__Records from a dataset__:
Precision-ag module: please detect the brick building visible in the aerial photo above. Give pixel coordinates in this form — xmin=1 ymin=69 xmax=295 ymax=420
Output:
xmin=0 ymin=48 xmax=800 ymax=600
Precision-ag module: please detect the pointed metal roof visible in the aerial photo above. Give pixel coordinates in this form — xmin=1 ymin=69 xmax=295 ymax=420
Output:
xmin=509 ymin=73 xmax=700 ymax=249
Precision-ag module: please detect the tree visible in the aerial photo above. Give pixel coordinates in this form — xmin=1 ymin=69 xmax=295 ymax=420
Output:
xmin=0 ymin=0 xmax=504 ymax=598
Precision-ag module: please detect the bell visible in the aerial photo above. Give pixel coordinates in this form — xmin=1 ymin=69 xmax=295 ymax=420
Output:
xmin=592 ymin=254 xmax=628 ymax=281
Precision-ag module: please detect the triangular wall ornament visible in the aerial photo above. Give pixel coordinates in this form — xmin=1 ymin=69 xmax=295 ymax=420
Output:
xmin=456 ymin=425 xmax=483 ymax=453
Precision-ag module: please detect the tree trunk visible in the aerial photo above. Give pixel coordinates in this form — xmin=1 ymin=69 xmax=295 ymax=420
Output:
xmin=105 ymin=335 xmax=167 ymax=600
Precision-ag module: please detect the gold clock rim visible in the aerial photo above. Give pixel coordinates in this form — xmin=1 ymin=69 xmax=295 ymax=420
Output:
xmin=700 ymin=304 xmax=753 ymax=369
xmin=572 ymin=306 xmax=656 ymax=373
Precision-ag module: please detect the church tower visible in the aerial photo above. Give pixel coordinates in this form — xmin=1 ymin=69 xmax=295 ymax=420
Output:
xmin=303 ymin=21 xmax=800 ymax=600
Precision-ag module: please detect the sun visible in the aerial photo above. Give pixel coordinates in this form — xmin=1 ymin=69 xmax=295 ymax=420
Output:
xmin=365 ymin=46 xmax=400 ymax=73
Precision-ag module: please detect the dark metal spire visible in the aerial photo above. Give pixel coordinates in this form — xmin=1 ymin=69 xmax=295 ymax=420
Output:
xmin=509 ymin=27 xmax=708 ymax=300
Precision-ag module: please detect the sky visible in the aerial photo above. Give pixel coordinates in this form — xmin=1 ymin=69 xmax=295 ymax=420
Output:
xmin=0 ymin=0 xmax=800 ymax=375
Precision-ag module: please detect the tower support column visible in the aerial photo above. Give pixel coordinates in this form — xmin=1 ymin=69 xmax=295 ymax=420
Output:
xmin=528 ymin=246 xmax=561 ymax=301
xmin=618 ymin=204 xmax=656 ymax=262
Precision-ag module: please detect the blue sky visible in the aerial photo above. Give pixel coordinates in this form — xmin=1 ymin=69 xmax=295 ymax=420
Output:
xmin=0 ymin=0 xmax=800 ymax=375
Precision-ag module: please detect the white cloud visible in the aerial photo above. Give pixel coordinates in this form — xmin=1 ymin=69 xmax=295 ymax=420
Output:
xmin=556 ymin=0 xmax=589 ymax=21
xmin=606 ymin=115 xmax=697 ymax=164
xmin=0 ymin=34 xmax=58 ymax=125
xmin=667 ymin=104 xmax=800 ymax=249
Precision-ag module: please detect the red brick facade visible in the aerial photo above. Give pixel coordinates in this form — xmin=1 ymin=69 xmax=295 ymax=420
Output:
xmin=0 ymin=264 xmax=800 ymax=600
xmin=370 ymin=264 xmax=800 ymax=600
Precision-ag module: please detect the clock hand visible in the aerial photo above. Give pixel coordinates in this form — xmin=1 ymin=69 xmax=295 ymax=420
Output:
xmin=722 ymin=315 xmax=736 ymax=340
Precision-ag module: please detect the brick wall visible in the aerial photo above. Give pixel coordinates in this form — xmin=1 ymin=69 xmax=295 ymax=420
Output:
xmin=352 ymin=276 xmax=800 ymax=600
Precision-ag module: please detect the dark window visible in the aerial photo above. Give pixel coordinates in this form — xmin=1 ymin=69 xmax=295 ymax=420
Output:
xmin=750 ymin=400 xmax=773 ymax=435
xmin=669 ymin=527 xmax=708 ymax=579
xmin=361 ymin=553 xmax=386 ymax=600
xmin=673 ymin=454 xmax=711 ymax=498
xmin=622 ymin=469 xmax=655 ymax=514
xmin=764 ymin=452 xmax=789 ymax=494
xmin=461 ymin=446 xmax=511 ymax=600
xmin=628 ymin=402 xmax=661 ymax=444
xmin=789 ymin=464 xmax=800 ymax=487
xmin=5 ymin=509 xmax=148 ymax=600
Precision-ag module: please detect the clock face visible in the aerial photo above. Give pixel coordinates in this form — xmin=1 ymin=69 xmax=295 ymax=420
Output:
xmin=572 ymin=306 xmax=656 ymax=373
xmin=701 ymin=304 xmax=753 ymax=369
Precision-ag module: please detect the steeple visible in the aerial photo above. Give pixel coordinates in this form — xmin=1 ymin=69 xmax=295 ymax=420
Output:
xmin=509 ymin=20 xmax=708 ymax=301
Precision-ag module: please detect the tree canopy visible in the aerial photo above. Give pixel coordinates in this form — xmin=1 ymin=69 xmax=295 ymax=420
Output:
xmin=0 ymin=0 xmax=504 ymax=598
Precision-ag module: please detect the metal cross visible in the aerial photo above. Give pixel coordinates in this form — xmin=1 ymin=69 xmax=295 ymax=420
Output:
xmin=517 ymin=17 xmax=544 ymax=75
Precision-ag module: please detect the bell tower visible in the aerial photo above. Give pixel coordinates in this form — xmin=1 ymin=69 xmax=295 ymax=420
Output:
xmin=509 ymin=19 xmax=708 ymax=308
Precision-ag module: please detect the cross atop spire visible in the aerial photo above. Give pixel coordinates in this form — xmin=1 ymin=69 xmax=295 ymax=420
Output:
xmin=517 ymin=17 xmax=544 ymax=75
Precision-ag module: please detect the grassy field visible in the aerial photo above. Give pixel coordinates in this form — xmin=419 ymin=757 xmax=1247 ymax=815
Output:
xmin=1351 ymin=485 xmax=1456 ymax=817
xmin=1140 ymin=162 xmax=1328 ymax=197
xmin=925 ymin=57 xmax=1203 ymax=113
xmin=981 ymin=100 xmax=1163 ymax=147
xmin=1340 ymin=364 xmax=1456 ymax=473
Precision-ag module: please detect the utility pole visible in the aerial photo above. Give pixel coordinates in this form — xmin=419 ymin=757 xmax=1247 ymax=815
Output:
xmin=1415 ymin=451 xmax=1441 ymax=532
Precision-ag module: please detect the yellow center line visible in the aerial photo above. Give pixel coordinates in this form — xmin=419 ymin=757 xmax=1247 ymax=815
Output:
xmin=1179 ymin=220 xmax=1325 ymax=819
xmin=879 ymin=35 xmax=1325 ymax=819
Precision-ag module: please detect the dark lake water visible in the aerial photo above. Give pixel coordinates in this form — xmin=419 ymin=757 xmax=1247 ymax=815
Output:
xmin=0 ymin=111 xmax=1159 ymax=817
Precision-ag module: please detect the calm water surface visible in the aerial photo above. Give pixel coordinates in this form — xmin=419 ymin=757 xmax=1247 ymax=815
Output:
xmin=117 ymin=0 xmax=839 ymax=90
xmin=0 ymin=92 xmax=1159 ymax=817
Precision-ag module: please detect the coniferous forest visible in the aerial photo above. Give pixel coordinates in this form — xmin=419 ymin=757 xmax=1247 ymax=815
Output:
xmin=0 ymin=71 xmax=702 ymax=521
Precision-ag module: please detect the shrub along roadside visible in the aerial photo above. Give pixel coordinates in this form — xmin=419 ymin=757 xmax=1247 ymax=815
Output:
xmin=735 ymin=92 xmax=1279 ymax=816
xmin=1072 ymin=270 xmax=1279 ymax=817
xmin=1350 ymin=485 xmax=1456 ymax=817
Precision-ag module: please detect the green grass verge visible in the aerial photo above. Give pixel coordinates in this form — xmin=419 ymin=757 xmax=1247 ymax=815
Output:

__TASK STATEMENT__: Rewrite the records above as a JSON list of strings, one string per line, leaving out blank lines. Begin at the line that contains "Precision-ag module: please detect the white" and stop after the line that contains "xmin=667 ymin=104 xmax=800 ymax=249".

__RESPONSE TO THE EXERCISE__:
[
  "Precision-ag module: please detect the white cloud visible in the aerial photo above. Give pixel coordinates in this form — xmin=1 ymin=69 xmax=295 ymax=420",
  "Output:",
  "xmin=556 ymin=0 xmax=589 ymax=21",
  "xmin=606 ymin=115 xmax=697 ymax=164",
  "xmin=0 ymin=34 xmax=58 ymax=125",
  "xmin=667 ymin=104 xmax=800 ymax=249"
]